TASK PROMPT -
Nothing but the lines from the line with "Target: white painted ceiling" through the end of the data is to be copied, and each is to be copied exactly.

[Stored data entries]
******************************

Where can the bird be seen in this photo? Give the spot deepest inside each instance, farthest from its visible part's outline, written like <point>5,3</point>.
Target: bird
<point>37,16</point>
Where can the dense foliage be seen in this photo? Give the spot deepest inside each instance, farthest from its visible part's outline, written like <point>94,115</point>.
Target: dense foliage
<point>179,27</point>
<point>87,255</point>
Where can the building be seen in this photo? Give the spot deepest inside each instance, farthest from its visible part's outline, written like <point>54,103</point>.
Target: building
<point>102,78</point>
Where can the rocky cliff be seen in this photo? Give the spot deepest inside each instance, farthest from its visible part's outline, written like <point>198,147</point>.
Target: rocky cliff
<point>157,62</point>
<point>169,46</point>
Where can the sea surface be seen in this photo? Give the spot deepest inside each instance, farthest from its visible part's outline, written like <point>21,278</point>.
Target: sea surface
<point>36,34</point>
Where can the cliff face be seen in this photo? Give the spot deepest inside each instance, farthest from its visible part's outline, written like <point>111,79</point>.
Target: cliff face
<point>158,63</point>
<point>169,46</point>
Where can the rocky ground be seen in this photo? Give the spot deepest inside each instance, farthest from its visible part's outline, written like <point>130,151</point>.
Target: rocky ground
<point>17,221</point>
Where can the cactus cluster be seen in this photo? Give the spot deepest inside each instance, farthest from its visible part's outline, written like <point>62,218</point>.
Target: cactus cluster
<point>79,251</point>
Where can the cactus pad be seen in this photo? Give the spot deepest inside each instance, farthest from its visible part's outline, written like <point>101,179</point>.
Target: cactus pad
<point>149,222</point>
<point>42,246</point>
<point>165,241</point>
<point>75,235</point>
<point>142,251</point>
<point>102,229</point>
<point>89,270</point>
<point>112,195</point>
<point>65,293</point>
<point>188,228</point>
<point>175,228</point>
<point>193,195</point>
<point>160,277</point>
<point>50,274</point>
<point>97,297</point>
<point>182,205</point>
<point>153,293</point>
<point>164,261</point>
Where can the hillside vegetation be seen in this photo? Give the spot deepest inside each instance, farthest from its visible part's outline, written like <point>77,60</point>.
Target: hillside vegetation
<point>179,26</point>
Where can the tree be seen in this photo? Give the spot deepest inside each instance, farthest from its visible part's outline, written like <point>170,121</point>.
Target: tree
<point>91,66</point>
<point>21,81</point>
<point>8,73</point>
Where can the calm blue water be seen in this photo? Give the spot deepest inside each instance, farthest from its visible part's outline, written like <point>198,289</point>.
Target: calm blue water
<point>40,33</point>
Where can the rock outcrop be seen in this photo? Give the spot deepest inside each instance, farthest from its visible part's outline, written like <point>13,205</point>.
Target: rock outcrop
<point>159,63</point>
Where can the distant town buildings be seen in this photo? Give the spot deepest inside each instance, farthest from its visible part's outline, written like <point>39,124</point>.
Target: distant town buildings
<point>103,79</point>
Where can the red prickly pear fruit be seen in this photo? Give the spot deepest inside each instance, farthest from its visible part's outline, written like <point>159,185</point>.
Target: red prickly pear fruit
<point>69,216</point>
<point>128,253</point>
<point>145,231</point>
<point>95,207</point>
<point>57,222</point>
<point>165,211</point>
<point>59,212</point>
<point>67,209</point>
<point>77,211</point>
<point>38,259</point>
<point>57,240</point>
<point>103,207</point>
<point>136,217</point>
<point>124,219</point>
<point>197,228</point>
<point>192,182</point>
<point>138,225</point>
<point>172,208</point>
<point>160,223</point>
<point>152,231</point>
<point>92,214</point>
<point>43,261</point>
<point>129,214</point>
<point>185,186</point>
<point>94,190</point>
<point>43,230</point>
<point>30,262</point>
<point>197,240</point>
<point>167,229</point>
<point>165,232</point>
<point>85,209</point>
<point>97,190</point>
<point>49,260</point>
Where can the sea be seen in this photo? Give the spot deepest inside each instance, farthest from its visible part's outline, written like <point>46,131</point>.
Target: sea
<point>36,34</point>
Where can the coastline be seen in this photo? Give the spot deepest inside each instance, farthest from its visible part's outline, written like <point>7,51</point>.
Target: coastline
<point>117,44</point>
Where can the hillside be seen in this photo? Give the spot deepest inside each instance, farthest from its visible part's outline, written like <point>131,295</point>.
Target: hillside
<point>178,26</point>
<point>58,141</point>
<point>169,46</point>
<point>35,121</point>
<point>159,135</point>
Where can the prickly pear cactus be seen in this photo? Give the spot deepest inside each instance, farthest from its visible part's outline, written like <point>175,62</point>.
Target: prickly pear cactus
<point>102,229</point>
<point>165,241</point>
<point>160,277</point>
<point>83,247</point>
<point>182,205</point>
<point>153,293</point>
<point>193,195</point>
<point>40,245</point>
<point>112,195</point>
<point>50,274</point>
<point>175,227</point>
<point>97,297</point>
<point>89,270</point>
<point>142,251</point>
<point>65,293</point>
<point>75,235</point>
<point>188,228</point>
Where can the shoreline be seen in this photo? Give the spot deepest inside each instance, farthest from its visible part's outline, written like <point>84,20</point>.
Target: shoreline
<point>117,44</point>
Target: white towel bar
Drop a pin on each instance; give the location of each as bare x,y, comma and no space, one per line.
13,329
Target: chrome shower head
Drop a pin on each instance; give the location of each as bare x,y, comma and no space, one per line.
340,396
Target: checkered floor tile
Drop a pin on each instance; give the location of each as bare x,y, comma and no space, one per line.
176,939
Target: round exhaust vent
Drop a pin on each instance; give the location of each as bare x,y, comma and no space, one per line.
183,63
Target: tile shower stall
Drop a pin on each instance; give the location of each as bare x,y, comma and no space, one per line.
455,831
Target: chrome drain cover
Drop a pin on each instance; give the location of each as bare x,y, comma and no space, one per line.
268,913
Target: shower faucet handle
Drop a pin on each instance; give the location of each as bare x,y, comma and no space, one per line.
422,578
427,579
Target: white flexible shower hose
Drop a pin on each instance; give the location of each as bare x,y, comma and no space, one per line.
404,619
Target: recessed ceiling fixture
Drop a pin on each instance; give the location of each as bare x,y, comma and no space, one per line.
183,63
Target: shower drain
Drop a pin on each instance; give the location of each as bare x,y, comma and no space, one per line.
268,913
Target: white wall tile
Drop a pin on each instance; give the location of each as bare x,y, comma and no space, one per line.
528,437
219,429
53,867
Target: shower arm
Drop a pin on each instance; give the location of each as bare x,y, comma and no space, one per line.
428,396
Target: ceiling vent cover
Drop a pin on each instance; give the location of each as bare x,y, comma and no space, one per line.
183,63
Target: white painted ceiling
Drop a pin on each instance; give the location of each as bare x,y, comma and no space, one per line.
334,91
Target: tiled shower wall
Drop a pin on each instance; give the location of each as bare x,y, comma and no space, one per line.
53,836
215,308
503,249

******************************

SOLUTION FOR THIS PROBLEM -
Target: white painted ceiling
Drop a pin on each instance; give the location of each as bare x,y, comma and no space, one per line.
334,91
Target: tiled shower wall
Drop a pin on each instance; give the location of each as bare x,y, comma and no space, one per line.
53,836
215,308
503,249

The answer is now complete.